_TEXT EXTRACT_.

Mathematics has different interdependent branches. The largest branch is that which builds on the ordinary whole numbers, fractions and irrational numbers, or what, collectively, is called the real number system. Arithmetic, algebra, the study of functions, the calculus, differential equations, and various other subject which follow the calculus in logical order are all developments of the real number system. This part of mathematics is termed the mathematics of number. A second branch is geometry consisting of several geometries. Mathematics contains many more divisions. Each branch has the same logical structure: it begins with certain concepts. These concepts must verify explicitly stated axioms. From the concepts and axioms theorems are deduced.
XVII century introduced the idea of motion - variable quantity (I. Newton, G. Leibnitz). Arithmetic, i.e. theory of numbers, algebra, and geometry gave way to the notion of function, infinity, concept of limit, derivative, and integral. The so-called classical mathematics was created within the period of three centuries (from the XVII to the XIX century). From then on differential equations have been used to describe laws of nature. However, the so-called "classical mathematics" has retained its leading position and importance.
Much of most fruitful modern research work emerged as a result of classical mathematical analysis' deductions. The theory of both ordinary and partial differential equations, which is vital for the study of various quantities, is used in ever-growing application field of modern mathematics.

_COLLECTED MATERIAL_.

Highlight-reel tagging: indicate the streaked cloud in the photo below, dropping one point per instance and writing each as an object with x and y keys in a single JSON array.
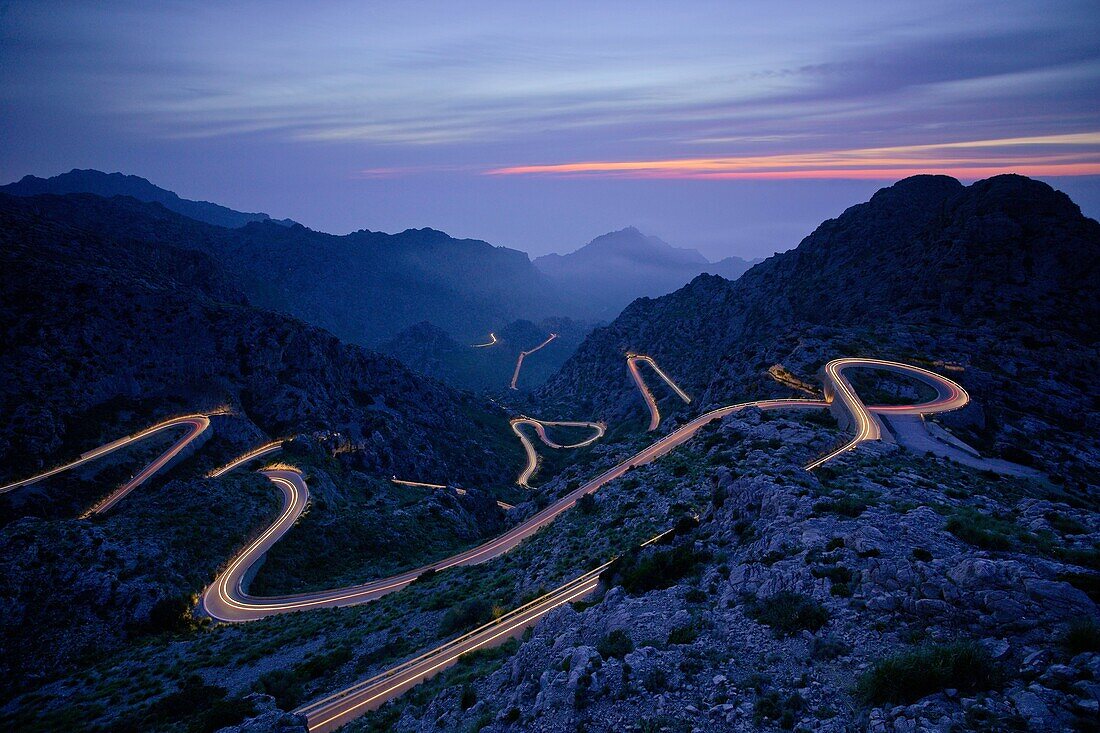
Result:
[{"x": 1037, "y": 155}]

_DIRECTIONS_.
a) Decide whether each statement agrees with the mathematics text above: (i) classical mathematics was created over a span of three centuries; (ii) geometry is the largest branch of mathematics; (iii) every branch of mathematics begins with theorems. Answer yes or no for each and quote the words of the text that decide it.
b) Update the mathematics text from "XVII century introduced" up to and including "of modern mathematics.", with "notion" replaced by "idea".

_SOLUTION LIST_.
a)
(i) Yes: "The so-called classical mathematics was created within the period of three centuries (from the XVII to the XIX century)."
(ii) No: "The largest branch is that which builds on the ordinary whole numbers, fractions and irrational numbers"
(iii) No: "it begins with certain concepts."

b)
XVII century introduced the idea of motion - variable quantity (I. Newton, G. Leibnitz). Arithmetic, i.e. theory of numbers, algebra, and geometry gave way to the idea of function, infinity, concept of limit, derivative, and integral. The so-called classical mathematics was created within the period of three centuries (from the XVII to the XIX century). From then on differential equations have been used to describe laws of nature. However, the so-called "classical mathematics" has retained its leading position and importance.
Much of most fruitful modern research work emerged as a result of classical mathematical analysis' deductions. The theory of both ordinary and partial differential equations, which is vital for the study of various quantities, is used in ever-growing application field of modern mathematics.